**SOURCE RECORDS:**
- - - - - - -

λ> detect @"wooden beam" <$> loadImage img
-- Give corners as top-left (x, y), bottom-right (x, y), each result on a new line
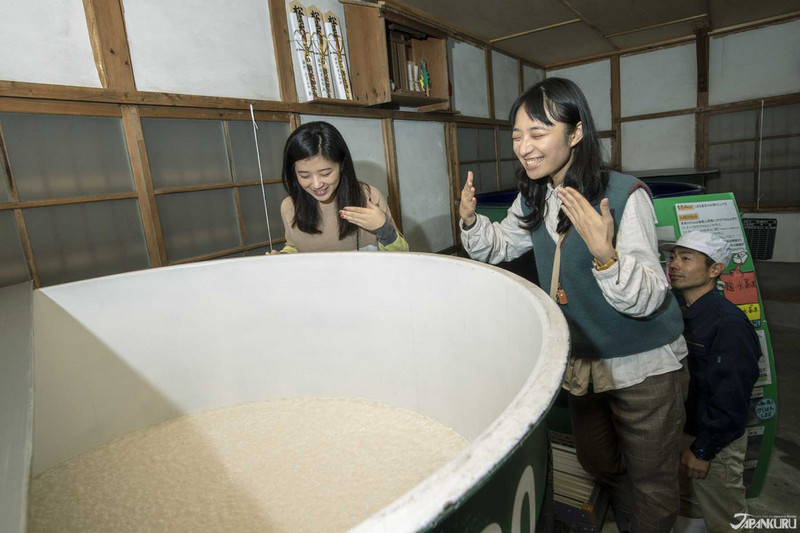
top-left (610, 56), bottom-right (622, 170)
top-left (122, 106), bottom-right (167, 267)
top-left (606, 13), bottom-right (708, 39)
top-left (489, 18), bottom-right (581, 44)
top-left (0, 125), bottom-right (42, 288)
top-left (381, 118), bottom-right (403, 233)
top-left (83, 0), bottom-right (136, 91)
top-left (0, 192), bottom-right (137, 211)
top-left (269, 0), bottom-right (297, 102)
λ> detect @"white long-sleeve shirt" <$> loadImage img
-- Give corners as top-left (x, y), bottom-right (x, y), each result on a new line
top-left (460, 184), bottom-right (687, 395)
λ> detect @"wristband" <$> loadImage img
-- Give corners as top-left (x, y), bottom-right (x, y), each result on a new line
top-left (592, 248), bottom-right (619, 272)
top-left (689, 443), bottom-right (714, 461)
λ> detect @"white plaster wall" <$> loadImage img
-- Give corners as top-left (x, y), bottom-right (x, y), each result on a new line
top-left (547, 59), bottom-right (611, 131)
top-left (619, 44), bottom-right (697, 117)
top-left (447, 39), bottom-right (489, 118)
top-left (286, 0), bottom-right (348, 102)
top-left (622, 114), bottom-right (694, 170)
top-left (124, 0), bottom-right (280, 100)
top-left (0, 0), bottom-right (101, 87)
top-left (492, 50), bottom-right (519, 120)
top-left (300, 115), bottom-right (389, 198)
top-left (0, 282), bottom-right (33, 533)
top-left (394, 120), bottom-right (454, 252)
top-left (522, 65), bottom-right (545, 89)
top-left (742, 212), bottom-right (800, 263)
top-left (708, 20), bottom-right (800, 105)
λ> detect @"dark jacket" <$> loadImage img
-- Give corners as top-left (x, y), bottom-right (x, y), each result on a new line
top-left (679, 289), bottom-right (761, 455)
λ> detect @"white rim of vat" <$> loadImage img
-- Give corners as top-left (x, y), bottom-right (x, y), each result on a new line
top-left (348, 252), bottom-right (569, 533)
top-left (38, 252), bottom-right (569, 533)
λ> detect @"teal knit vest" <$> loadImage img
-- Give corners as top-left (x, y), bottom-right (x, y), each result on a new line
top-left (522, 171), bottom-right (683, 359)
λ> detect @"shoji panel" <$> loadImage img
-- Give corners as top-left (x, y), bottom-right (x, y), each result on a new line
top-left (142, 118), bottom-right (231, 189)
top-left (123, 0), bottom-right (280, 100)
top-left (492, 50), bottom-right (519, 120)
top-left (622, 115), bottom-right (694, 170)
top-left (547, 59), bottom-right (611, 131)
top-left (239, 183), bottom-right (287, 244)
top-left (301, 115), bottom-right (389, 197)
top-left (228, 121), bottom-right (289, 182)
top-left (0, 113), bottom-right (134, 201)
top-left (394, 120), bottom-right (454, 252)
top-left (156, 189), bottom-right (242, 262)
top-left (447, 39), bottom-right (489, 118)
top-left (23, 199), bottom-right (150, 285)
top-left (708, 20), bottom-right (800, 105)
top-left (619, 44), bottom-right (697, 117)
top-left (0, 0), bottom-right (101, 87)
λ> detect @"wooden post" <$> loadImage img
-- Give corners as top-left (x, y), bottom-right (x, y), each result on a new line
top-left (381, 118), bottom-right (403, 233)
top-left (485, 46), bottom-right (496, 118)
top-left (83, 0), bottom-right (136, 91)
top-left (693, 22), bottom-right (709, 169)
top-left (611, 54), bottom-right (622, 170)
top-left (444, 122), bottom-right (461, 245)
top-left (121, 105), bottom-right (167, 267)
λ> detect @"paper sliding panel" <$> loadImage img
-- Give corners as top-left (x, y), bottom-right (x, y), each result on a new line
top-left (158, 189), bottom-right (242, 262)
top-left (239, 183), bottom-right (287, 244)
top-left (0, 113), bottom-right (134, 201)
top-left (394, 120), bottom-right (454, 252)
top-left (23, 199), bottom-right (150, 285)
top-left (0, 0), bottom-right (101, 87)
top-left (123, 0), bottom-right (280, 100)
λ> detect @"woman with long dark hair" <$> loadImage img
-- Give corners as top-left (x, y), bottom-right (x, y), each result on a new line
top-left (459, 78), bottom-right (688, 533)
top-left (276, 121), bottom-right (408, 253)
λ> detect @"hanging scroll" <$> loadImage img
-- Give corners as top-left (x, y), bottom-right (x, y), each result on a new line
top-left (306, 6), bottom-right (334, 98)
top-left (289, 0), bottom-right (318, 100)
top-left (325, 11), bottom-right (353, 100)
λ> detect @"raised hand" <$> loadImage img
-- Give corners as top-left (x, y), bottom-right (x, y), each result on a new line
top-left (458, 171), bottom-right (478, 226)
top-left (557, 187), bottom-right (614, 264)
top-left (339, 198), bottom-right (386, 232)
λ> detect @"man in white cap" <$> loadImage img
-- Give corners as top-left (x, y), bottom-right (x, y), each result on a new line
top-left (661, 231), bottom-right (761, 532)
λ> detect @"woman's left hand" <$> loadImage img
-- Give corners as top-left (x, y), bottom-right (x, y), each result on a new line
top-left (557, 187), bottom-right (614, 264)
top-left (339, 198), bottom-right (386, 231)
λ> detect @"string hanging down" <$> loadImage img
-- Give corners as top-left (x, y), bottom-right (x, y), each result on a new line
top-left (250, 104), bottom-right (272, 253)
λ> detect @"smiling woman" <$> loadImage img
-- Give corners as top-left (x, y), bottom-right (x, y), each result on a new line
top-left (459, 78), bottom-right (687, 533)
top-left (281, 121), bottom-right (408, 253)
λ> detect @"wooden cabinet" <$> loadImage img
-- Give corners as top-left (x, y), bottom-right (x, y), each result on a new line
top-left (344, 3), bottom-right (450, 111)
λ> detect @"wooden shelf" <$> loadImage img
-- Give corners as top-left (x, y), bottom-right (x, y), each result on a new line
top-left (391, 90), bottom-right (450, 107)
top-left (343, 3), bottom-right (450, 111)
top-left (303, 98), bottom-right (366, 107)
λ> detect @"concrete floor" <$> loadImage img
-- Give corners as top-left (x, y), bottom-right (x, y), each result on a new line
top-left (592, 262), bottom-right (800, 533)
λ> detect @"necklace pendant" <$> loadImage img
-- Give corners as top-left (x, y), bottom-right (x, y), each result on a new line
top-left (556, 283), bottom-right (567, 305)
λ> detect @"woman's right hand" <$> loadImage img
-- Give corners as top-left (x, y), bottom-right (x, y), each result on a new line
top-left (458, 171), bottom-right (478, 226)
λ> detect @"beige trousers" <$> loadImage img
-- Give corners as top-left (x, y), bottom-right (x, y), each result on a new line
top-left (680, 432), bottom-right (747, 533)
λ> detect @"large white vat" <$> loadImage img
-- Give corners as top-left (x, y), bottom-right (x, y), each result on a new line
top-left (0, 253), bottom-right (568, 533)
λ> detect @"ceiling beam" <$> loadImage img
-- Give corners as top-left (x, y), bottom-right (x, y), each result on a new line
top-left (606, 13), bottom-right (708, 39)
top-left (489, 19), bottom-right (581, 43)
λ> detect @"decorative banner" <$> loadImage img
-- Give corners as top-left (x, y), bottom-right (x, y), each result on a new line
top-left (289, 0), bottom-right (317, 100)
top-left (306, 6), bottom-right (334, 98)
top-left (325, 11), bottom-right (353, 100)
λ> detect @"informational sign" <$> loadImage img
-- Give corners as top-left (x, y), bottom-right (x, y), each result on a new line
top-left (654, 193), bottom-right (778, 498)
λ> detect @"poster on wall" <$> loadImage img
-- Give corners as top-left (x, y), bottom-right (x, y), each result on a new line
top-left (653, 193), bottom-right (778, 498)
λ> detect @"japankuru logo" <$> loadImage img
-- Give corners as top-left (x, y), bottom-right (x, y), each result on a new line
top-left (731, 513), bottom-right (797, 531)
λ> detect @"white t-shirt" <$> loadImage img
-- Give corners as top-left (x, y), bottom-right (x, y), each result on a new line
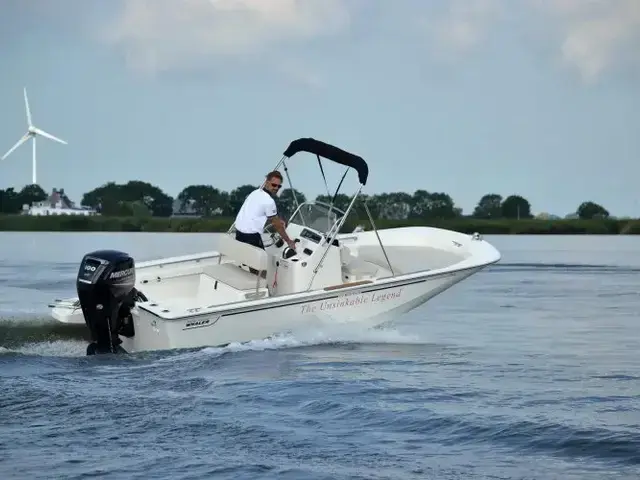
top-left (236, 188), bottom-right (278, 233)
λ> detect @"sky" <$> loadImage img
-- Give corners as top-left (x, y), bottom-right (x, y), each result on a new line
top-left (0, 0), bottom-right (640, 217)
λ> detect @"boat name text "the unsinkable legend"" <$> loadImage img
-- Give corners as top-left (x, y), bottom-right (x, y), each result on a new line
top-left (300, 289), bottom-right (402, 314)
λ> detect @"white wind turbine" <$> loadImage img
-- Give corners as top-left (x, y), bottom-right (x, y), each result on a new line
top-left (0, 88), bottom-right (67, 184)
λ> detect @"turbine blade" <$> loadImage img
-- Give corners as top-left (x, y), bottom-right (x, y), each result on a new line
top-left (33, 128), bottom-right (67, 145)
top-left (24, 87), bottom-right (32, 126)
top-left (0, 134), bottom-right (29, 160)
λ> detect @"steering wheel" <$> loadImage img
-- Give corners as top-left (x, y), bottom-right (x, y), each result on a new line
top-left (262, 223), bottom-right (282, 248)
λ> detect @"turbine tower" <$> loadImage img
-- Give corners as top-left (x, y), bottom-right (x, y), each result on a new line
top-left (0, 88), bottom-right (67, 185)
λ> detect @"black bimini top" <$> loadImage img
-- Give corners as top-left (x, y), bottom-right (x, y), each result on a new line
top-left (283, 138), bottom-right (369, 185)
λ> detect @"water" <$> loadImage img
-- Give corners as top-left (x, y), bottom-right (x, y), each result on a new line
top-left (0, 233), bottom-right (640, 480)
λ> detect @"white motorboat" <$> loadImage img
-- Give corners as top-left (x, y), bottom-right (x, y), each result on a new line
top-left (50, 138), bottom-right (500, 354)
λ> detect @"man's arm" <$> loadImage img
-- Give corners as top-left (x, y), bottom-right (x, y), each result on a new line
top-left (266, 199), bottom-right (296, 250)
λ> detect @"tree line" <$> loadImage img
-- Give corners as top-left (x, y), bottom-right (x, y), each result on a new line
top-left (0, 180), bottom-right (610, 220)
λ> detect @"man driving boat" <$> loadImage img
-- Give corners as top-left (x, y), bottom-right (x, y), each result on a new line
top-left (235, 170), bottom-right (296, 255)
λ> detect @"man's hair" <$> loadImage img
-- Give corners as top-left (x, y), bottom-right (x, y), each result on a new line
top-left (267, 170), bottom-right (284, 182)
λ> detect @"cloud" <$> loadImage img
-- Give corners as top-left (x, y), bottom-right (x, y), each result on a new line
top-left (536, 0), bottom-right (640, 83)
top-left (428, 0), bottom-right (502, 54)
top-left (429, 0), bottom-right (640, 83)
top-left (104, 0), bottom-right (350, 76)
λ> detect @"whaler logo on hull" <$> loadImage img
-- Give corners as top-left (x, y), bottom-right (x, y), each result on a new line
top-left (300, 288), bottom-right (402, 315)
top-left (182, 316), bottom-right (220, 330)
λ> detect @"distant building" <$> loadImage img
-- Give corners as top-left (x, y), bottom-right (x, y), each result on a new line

- - - - - - -

**AIM:** Pick out every line in the entries above that contains the string "wall", treating uppercase and lowercase letters as different.

**COMPLETE OUTPUT:**
λ> detect @"white plaster wall" <$> loadImage img
λ> detect @"poster on wall" <$> loadImage img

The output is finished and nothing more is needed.